__REQUIREMENT__. Return each line of the entries that mentions the word "window".

Source records
== == ==

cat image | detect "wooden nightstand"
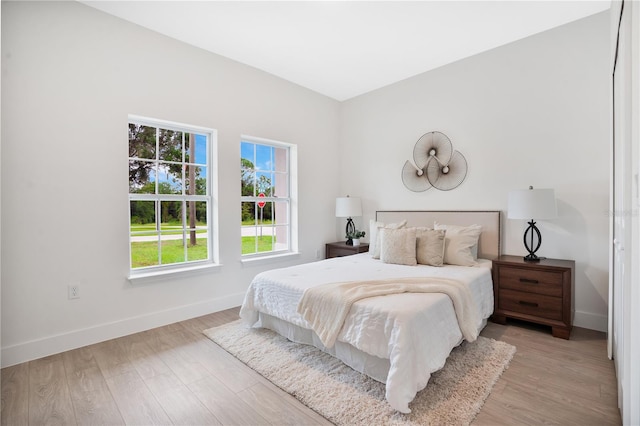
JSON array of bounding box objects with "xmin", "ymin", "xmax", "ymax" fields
[
  {"xmin": 325, "ymin": 241, "xmax": 369, "ymax": 259},
  {"xmin": 491, "ymin": 255, "xmax": 575, "ymax": 339}
]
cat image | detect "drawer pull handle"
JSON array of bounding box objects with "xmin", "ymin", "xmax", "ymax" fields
[
  {"xmin": 518, "ymin": 301, "xmax": 539, "ymax": 308},
  {"xmin": 519, "ymin": 278, "xmax": 539, "ymax": 284}
]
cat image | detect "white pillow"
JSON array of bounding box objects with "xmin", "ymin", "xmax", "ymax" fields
[
  {"xmin": 415, "ymin": 227, "xmax": 446, "ymax": 267},
  {"xmin": 434, "ymin": 222, "xmax": 481, "ymax": 258},
  {"xmin": 434, "ymin": 223, "xmax": 480, "ymax": 259},
  {"xmin": 380, "ymin": 228, "xmax": 417, "ymax": 266},
  {"xmin": 370, "ymin": 219, "xmax": 407, "ymax": 259},
  {"xmin": 433, "ymin": 223, "xmax": 482, "ymax": 266}
]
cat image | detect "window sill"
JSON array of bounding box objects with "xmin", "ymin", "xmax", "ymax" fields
[
  {"xmin": 240, "ymin": 251, "xmax": 300, "ymax": 267},
  {"xmin": 128, "ymin": 262, "xmax": 222, "ymax": 285}
]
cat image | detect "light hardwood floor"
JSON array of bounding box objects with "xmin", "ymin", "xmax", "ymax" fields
[{"xmin": 2, "ymin": 307, "xmax": 621, "ymax": 425}]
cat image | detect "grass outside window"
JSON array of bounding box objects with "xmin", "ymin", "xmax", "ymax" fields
[
  {"xmin": 131, "ymin": 237, "xmax": 208, "ymax": 268},
  {"xmin": 242, "ymin": 235, "xmax": 274, "ymax": 255}
]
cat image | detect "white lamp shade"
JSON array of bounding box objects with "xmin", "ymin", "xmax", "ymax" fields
[
  {"xmin": 335, "ymin": 197, "xmax": 362, "ymax": 218},
  {"xmin": 508, "ymin": 188, "xmax": 557, "ymax": 220}
]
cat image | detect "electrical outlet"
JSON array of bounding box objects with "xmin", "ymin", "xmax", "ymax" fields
[
  {"xmin": 316, "ymin": 249, "xmax": 321, "ymax": 259},
  {"xmin": 68, "ymin": 285, "xmax": 80, "ymax": 299}
]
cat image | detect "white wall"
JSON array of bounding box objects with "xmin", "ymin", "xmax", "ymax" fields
[
  {"xmin": 339, "ymin": 12, "xmax": 611, "ymax": 331},
  {"xmin": 1, "ymin": 1, "xmax": 340, "ymax": 366}
]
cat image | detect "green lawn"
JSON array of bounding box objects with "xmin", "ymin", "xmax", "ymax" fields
[
  {"xmin": 131, "ymin": 234, "xmax": 275, "ymax": 267},
  {"xmin": 242, "ymin": 236, "xmax": 274, "ymax": 254},
  {"xmin": 131, "ymin": 238, "xmax": 208, "ymax": 268}
]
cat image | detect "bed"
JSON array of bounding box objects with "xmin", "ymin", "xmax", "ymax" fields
[{"xmin": 240, "ymin": 210, "xmax": 501, "ymax": 413}]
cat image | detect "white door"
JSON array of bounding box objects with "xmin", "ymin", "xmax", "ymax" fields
[
  {"xmin": 611, "ymin": 0, "xmax": 631, "ymax": 408},
  {"xmin": 610, "ymin": 1, "xmax": 640, "ymax": 423}
]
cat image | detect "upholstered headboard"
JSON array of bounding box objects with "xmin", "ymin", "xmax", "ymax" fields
[{"xmin": 375, "ymin": 210, "xmax": 501, "ymax": 260}]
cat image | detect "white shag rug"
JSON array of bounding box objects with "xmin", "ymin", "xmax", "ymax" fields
[{"xmin": 204, "ymin": 320, "xmax": 515, "ymax": 426}]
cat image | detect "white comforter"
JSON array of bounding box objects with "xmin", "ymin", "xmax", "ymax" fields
[{"xmin": 239, "ymin": 253, "xmax": 494, "ymax": 413}]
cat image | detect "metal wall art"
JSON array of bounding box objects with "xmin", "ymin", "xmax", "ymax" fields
[{"xmin": 402, "ymin": 131, "xmax": 468, "ymax": 192}]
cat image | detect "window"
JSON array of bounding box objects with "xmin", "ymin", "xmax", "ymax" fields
[
  {"xmin": 128, "ymin": 116, "xmax": 217, "ymax": 275},
  {"xmin": 241, "ymin": 136, "xmax": 297, "ymax": 257}
]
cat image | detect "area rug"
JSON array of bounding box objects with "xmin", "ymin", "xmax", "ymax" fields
[{"xmin": 204, "ymin": 320, "xmax": 515, "ymax": 426}]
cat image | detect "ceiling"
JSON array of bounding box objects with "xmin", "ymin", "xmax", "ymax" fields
[{"xmin": 81, "ymin": 1, "xmax": 611, "ymax": 101}]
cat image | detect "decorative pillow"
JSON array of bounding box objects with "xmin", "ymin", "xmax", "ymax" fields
[
  {"xmin": 435, "ymin": 223, "xmax": 480, "ymax": 259},
  {"xmin": 380, "ymin": 227, "xmax": 417, "ymax": 266},
  {"xmin": 415, "ymin": 227, "xmax": 446, "ymax": 266},
  {"xmin": 433, "ymin": 223, "xmax": 482, "ymax": 266},
  {"xmin": 370, "ymin": 219, "xmax": 408, "ymax": 259}
]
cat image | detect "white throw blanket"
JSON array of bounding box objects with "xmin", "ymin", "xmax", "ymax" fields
[{"xmin": 297, "ymin": 277, "xmax": 480, "ymax": 349}]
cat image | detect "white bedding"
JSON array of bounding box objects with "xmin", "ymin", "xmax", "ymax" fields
[{"xmin": 239, "ymin": 253, "xmax": 494, "ymax": 413}]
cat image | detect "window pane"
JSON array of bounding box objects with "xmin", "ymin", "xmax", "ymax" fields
[
  {"xmin": 256, "ymin": 171, "xmax": 272, "ymax": 196},
  {"xmin": 129, "ymin": 160, "xmax": 156, "ymax": 193},
  {"xmin": 157, "ymin": 162, "xmax": 182, "ymax": 194},
  {"xmin": 186, "ymin": 133, "xmax": 207, "ymax": 165},
  {"xmin": 185, "ymin": 201, "xmax": 207, "ymax": 260},
  {"xmin": 273, "ymin": 225, "xmax": 289, "ymax": 251},
  {"xmin": 241, "ymin": 142, "xmax": 255, "ymax": 197},
  {"xmin": 273, "ymin": 171, "xmax": 289, "ymax": 197},
  {"xmin": 160, "ymin": 233, "xmax": 185, "ymax": 265},
  {"xmin": 191, "ymin": 201, "xmax": 208, "ymax": 229},
  {"xmin": 130, "ymin": 232, "xmax": 158, "ymax": 264},
  {"xmin": 187, "ymin": 202, "xmax": 208, "ymax": 261},
  {"xmin": 129, "ymin": 124, "xmax": 156, "ymax": 160},
  {"xmin": 130, "ymin": 200, "xmax": 156, "ymax": 232},
  {"xmin": 241, "ymin": 141, "xmax": 254, "ymax": 161},
  {"xmin": 160, "ymin": 200, "xmax": 183, "ymax": 231},
  {"xmin": 187, "ymin": 236, "xmax": 208, "ymax": 261},
  {"xmin": 259, "ymin": 201, "xmax": 273, "ymax": 224},
  {"xmin": 241, "ymin": 168, "xmax": 255, "ymax": 197},
  {"xmin": 158, "ymin": 129, "xmax": 183, "ymax": 163},
  {"xmin": 242, "ymin": 226, "xmax": 258, "ymax": 255},
  {"xmin": 273, "ymin": 201, "xmax": 289, "ymax": 226},
  {"xmin": 274, "ymin": 146, "xmax": 287, "ymax": 172},
  {"xmin": 186, "ymin": 165, "xmax": 207, "ymax": 195},
  {"xmin": 255, "ymin": 144, "xmax": 272, "ymax": 171},
  {"xmin": 185, "ymin": 201, "xmax": 197, "ymax": 232},
  {"xmin": 256, "ymin": 225, "xmax": 275, "ymax": 253},
  {"xmin": 131, "ymin": 237, "xmax": 160, "ymax": 268},
  {"xmin": 242, "ymin": 201, "xmax": 256, "ymax": 225}
]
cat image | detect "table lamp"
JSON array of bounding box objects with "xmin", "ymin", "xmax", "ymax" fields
[
  {"xmin": 335, "ymin": 196, "xmax": 362, "ymax": 245},
  {"xmin": 508, "ymin": 186, "xmax": 557, "ymax": 261}
]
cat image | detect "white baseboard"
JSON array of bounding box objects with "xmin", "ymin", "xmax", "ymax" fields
[
  {"xmin": 1, "ymin": 292, "xmax": 245, "ymax": 368},
  {"xmin": 574, "ymin": 310, "xmax": 608, "ymax": 332},
  {"xmin": 2, "ymin": 297, "xmax": 609, "ymax": 368}
]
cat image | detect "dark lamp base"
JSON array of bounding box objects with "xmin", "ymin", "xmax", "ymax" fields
[
  {"xmin": 523, "ymin": 219, "xmax": 545, "ymax": 262},
  {"xmin": 344, "ymin": 217, "xmax": 355, "ymax": 246}
]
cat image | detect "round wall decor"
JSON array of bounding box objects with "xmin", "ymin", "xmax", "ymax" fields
[{"xmin": 402, "ymin": 131, "xmax": 468, "ymax": 192}]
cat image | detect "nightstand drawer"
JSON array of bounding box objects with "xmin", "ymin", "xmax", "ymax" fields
[
  {"xmin": 325, "ymin": 242, "xmax": 369, "ymax": 259},
  {"xmin": 498, "ymin": 267, "xmax": 562, "ymax": 297},
  {"xmin": 330, "ymin": 247, "xmax": 359, "ymax": 257},
  {"xmin": 499, "ymin": 289, "xmax": 562, "ymax": 321}
]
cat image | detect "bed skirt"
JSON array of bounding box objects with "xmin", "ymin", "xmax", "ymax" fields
[{"xmin": 256, "ymin": 312, "xmax": 488, "ymax": 385}]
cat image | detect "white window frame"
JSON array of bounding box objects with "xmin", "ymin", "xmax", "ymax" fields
[
  {"xmin": 240, "ymin": 135, "xmax": 298, "ymax": 263},
  {"xmin": 128, "ymin": 115, "xmax": 219, "ymax": 281}
]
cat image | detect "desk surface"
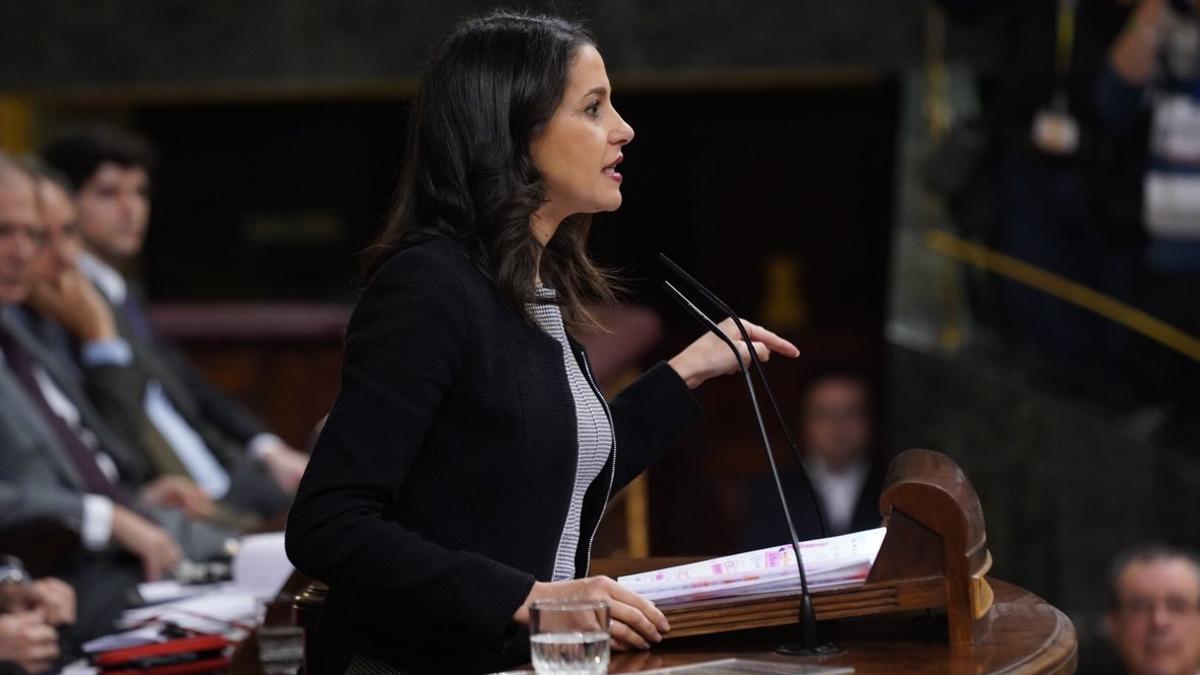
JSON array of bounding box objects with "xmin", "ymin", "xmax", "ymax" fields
[{"xmin": 591, "ymin": 560, "xmax": 1075, "ymax": 675}]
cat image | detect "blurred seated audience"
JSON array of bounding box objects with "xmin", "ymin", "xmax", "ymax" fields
[
  {"xmin": 40, "ymin": 123, "xmax": 304, "ymax": 514},
  {"xmin": 12, "ymin": 162, "xmax": 82, "ymax": 380},
  {"xmin": 742, "ymin": 371, "xmax": 884, "ymax": 548},
  {"xmin": 0, "ymin": 153, "xmax": 237, "ymax": 644},
  {"xmin": 1106, "ymin": 544, "xmax": 1200, "ymax": 675},
  {"xmin": 19, "ymin": 161, "xmax": 269, "ymax": 531},
  {"xmin": 0, "ymin": 556, "xmax": 71, "ymax": 675}
]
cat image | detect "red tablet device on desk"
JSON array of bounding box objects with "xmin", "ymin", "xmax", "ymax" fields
[{"xmin": 91, "ymin": 634, "xmax": 231, "ymax": 674}]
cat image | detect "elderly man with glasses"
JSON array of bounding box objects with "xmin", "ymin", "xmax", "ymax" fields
[{"xmin": 1108, "ymin": 544, "xmax": 1200, "ymax": 675}]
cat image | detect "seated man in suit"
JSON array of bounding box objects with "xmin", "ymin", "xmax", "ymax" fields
[
  {"xmin": 742, "ymin": 371, "xmax": 884, "ymax": 547},
  {"xmin": 1107, "ymin": 544, "xmax": 1200, "ymax": 675},
  {"xmin": 0, "ymin": 153, "xmax": 235, "ymax": 643},
  {"xmin": 41, "ymin": 124, "xmax": 304, "ymax": 515},
  {"xmin": 21, "ymin": 161, "xmax": 269, "ymax": 529}
]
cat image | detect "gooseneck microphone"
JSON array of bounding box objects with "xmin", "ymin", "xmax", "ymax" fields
[
  {"xmin": 658, "ymin": 254, "xmax": 829, "ymax": 540},
  {"xmin": 662, "ymin": 262, "xmax": 840, "ymax": 657},
  {"xmin": 662, "ymin": 280, "xmax": 811, "ymax": 587}
]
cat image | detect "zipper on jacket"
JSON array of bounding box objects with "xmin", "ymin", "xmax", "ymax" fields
[{"xmin": 577, "ymin": 349, "xmax": 616, "ymax": 579}]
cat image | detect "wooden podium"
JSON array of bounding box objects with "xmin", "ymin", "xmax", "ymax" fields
[
  {"xmin": 278, "ymin": 449, "xmax": 1076, "ymax": 674},
  {"xmin": 592, "ymin": 448, "xmax": 1077, "ymax": 674}
]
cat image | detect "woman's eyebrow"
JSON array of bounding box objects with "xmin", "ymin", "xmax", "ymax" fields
[{"xmin": 580, "ymin": 85, "xmax": 609, "ymax": 100}]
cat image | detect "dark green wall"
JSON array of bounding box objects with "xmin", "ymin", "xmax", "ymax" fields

== == ==

__SOLUTION BELOW__.
cat image | detect "window sill"
cat image | detect "grass outside window"
cat image | detect "window"
cat image | detect "window pane"
cat image | detect "white window frame"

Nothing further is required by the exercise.